Page excerpt section start

What's happening with the semiconductor chip shortage?
Chances are you've either heard of the global semiconductor chip shortage or been personally affected by it when looking into purchasing a new or used vehicle over the last year and a half. Two faculty members in the Department of Electrical and Computer Engineering at Texas A&M University—Professor Paul Gratz and Professor of Practice and Associate Department Head Stavros Kalafatis—are weighing in on the issue.
Over the last 20 years, the semiconductor chip manufacturing process underwent a large shift, resulting in most fabrication occurring overseas. This change worked well for the semiconductor industry pre-pandemic because manufacturers were able to design the chips in house and have them fabricated for much less at overseas locations.
But in 2020 when the pandemic shocked the world, consumers were purchasing less of everything and, subsequently, tech companies stopped purchasing inventory. When the world kept spinning in a new virtual way, with many working from home, items such as laptops and other electronics became in extremely high demand. Personal computer sales grew by 11% in 2020—the highest growth for that technology in a decade.

Page excerpt section end

▶ Tasks:
[1] According to the page excerpt on the semiconductor chip shortage, by how much did personal computer sales grow in 2020?
[2] Continue the piece on the semiconductor chip shortage, picking up after its final sentence.

Source information section start

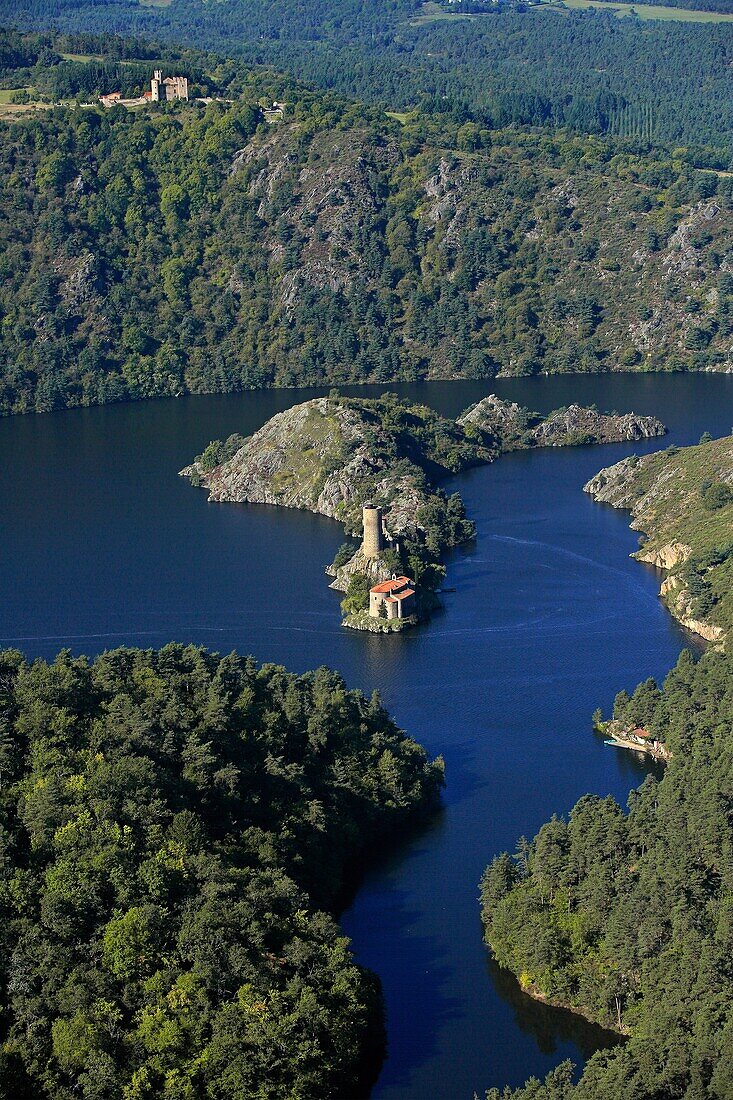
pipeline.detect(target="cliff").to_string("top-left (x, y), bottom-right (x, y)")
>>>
top-left (0, 68), bottom-right (733, 415)
top-left (584, 437), bottom-right (733, 645)
top-left (458, 394), bottom-right (667, 451)
top-left (180, 396), bottom-right (496, 536)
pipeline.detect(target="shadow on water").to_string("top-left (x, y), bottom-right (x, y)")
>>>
top-left (337, 805), bottom-right (458, 1100)
top-left (486, 954), bottom-right (624, 1069)
top-left (0, 375), bottom-right (733, 1100)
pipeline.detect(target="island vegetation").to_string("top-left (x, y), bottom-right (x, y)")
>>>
top-left (481, 437), bottom-right (733, 1100)
top-left (481, 650), bottom-right (733, 1100)
top-left (180, 391), bottom-right (666, 633)
top-left (0, 645), bottom-right (442, 1100)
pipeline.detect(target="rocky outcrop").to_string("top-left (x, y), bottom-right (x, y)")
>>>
top-left (458, 394), bottom-right (667, 451)
top-left (180, 397), bottom-right (493, 538)
top-left (326, 547), bottom-right (391, 592)
top-left (584, 439), bottom-right (733, 645)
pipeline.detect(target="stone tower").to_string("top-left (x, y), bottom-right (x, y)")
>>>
top-left (361, 504), bottom-right (384, 558)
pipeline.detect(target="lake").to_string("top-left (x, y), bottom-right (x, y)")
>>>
top-left (0, 375), bottom-right (733, 1100)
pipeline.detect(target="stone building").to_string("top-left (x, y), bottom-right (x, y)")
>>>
top-left (361, 504), bottom-right (384, 558)
top-left (150, 69), bottom-right (188, 103)
top-left (369, 573), bottom-right (417, 618)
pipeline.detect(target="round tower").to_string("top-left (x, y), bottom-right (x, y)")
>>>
top-left (361, 504), bottom-right (384, 558)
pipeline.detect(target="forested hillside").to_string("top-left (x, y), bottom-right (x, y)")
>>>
top-left (586, 436), bottom-right (733, 642)
top-left (0, 645), bottom-right (441, 1100)
top-left (0, 50), bottom-right (733, 413)
top-left (0, 0), bottom-right (733, 152)
top-left (481, 651), bottom-right (733, 1100)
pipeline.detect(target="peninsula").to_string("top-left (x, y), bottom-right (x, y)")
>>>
top-left (586, 426), bottom-right (733, 646)
top-left (180, 393), bottom-right (666, 633)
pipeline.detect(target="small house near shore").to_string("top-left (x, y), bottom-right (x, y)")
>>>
top-left (369, 574), bottom-right (417, 619)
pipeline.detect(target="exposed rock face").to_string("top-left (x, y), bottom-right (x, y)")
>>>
top-left (534, 405), bottom-right (667, 447)
top-left (180, 397), bottom-right (386, 531)
top-left (458, 394), bottom-right (667, 451)
top-left (326, 547), bottom-right (390, 592)
top-left (180, 397), bottom-right (484, 538)
top-left (584, 439), bottom-right (733, 644)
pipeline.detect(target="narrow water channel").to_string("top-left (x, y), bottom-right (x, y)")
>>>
top-left (0, 375), bottom-right (733, 1100)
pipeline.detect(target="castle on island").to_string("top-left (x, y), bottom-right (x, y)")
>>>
top-left (361, 504), bottom-right (417, 619)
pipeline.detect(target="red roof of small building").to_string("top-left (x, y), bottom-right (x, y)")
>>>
top-left (369, 576), bottom-right (413, 600)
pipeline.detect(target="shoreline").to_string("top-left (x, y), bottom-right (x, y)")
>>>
top-left (601, 730), bottom-right (671, 763)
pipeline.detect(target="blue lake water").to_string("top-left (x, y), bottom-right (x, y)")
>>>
top-left (0, 375), bottom-right (733, 1100)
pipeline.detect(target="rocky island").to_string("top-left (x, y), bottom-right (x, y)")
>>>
top-left (180, 394), bottom-right (666, 633)
top-left (586, 437), bottom-right (733, 646)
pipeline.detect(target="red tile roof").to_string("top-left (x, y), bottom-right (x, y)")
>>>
top-left (369, 576), bottom-right (413, 595)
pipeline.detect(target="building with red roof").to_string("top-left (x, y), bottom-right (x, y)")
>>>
top-left (369, 573), bottom-right (417, 618)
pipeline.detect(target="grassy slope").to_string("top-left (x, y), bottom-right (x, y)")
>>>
top-left (535, 0), bottom-right (733, 23)
top-left (589, 437), bottom-right (733, 635)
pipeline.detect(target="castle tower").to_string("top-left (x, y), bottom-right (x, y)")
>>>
top-left (361, 504), bottom-right (384, 558)
top-left (150, 69), bottom-right (165, 103)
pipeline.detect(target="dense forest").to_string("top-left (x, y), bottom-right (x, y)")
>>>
top-left (0, 645), bottom-right (442, 1100)
top-left (0, 36), bottom-right (733, 414)
top-left (0, 0), bottom-right (733, 155)
top-left (481, 462), bottom-right (733, 1100)
top-left (586, 436), bottom-right (733, 642)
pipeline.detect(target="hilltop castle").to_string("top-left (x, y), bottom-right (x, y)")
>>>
top-left (150, 69), bottom-right (188, 103)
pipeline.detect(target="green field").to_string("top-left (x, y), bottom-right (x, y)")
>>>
top-left (409, 0), bottom-right (482, 26)
top-left (544, 0), bottom-right (733, 23)
top-left (413, 0), bottom-right (733, 26)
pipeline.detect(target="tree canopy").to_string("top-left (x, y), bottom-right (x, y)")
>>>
top-left (0, 645), bottom-right (442, 1100)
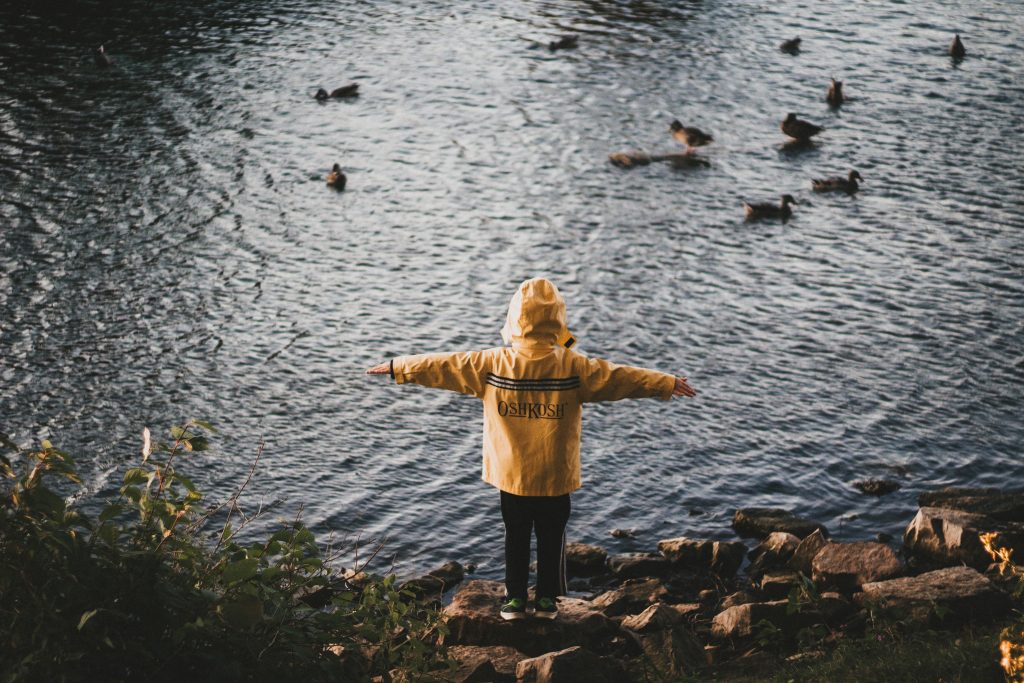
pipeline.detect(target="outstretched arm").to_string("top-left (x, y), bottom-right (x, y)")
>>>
top-left (671, 376), bottom-right (697, 398)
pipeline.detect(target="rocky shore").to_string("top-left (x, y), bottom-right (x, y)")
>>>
top-left (395, 488), bottom-right (1024, 683)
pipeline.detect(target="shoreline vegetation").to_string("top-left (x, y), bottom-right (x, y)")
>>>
top-left (0, 420), bottom-right (1024, 683)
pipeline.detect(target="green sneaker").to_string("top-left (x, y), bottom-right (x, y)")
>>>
top-left (499, 598), bottom-right (526, 621)
top-left (534, 598), bottom-right (558, 618)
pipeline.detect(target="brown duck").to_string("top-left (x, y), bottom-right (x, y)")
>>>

Source information section end

▶ Answers by task:
[1] Personal computer sales grew by 11% in 2020, the highest growth for that technology in a decade.

[2]
This unexpected demand shocked many in the electronics business. No one was prepared for all that ensued in 2020, but the automotive industry was particularly affected by the shortage and continues to feel those consequences today. This, in part, stems from the decision to cease orders for microcontrollers and other chips early in the pandemic due to the prediction that consumers would not need or want to buy a car during that time. Coupled with these chips being used for cars as well as other technology—such as smartphones and laptops—the stock is simply not available at this time.
"There are only so many chips that can be built per unit of time," Gratz said. "Right now, all of the fabrication facilities are running out of inventory and are still not able to keep up with the demand. It takes a long time (around two years) to build new ones, so we are stuck with what we have until more fabrication facilities can come online."
Kalafatis, a former senior director with Intel, said that Intel is the last volume processor manufacturer in the United States with fabrication facilities that are local and what that means for the computer and automotive industry, which both use these chips.
"A lot of these high-end fabs that are local are targeted toward the production of microprocessors," Kalafaits said. "So that helps the laptop and desktop market, but it doesn't help automotive very much."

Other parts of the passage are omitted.